### Job
Report every line of the records below that contains the string "woman", treating uppercase and lowercase as distinct.

==========

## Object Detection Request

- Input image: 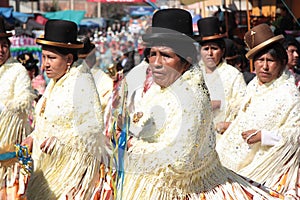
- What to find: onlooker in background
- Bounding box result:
[283,36,300,88]
[0,17,35,199]
[272,6,294,35]
[17,53,39,80]
[197,17,246,138]
[78,37,113,111]
[224,38,255,84]
[217,24,300,200]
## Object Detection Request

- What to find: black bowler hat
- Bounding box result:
[197,17,226,42]
[0,17,12,38]
[78,37,95,58]
[36,20,83,49]
[142,8,197,63]
[142,8,194,42]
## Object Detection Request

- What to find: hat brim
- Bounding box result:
[194,33,227,42]
[142,33,197,43]
[0,33,12,38]
[35,38,83,49]
[246,35,284,59]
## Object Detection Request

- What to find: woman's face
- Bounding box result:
[286,45,299,68]
[42,48,73,80]
[254,53,282,85]
[148,46,190,87]
[200,42,224,69]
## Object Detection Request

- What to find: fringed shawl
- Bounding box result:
[122,67,272,200]
[0,59,35,191]
[27,65,105,200]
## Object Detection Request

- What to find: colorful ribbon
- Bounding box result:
[0,144,33,173]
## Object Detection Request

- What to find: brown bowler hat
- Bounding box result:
[197,17,226,42]
[244,24,284,59]
[0,17,12,38]
[36,19,83,49]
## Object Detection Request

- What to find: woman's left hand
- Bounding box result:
[242,130,261,144]
[40,136,57,154]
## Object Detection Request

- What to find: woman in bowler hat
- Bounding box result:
[217,24,300,199]
[118,9,280,200]
[0,17,35,199]
[197,17,246,139]
[23,20,109,200]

==========

### Exercise answer
- What to find: woman's face
- What to find: woman's left hand
- What to find: woman in bowler hat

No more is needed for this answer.